§ **SOURCE**

Stockholders approved the proposal (the “the Trust Amendment Proposal”) to amend the Company’s investment management trust agreement, dated as of March 28, 2023, as amended, by and between the Company and Continental Stock Transfer & Trust Company (the “Trust Agreement Amendment”), allowing the Company to extend the date by which the Company must consummate a business combination up to six (6) times, each such extension for an additional one (1) month period, until March 30, 2026. The voting results were as follows:

 

FOR   AGAINST   ABSTAIN   Broker Non-Votes 
 3,270,065    2,857    0    0 

 

The Trust Agreement Amendment is filed as Exhibit 10.1 hereto.

 

3. Ratification Proposal

 

Stockholders approved the proposal (the “the Ratification Proposal”) to ratify the appointment of CBIZ CPAs P.C., as the Company’s independent auditors, for the fiscal year ending December 31, 2025. The voting results were as follows:

 

FOR   AGAINST   ABSTAIN   Broker Non-Votes 
 3,272,719    3    200    0 

 

Item 8.01. Other Events.

§ **Collected data**
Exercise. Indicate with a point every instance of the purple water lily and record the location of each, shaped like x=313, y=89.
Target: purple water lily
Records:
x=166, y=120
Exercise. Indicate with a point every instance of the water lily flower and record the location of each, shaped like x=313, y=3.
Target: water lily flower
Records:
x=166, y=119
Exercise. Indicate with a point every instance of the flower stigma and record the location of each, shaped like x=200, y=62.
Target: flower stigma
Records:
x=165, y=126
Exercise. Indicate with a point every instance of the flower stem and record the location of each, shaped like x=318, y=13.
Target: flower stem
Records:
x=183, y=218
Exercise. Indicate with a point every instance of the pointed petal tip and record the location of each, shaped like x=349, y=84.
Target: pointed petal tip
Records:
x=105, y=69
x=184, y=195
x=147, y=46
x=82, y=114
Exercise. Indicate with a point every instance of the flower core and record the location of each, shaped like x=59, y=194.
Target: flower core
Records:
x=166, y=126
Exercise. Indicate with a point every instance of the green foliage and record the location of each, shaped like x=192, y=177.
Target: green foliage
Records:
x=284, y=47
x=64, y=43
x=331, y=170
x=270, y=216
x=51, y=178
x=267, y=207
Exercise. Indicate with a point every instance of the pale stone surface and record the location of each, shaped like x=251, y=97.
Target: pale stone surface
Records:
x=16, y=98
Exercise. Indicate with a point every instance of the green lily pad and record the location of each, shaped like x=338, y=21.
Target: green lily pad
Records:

* * *

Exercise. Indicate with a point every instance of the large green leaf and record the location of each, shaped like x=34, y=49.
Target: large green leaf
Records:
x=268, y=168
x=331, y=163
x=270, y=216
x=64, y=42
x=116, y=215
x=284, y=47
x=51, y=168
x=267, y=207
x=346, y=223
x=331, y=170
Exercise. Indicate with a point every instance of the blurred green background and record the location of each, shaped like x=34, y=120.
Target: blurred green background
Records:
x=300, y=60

§ **TO-DO LIST**
[A] Translate this sentence from the filing into Spanish: "The Trust Agreement Amendment is filed as Exhibit 10.1 hereto."
[B] Write out the part of the filing that begins at the words "3. Ratification Proposal" and stops after the words "8.01. Other Events.".
These rows have nothing to do with the filing.

§ **SOLUTIONS BELOW**
[A] La Enmienda al Acuerdo de Fideicomiso se presenta como Anexo 10.1 del presente documento.

[B]
3. Ratification Proposal

 

Stockholders approved the proposal (the “the Ratification Proposal”) to ratify the appointment of CBIZ CPAs P.C., as the Company’s independent auditors, for the fiscal year ending December 31, 2025. The voting results were as follows:

 

FOR   AGAINST   ABSTAIN   Broker Non-Votes 
 3,272,719    3    200    0 

 

Item 8.01. Other Events.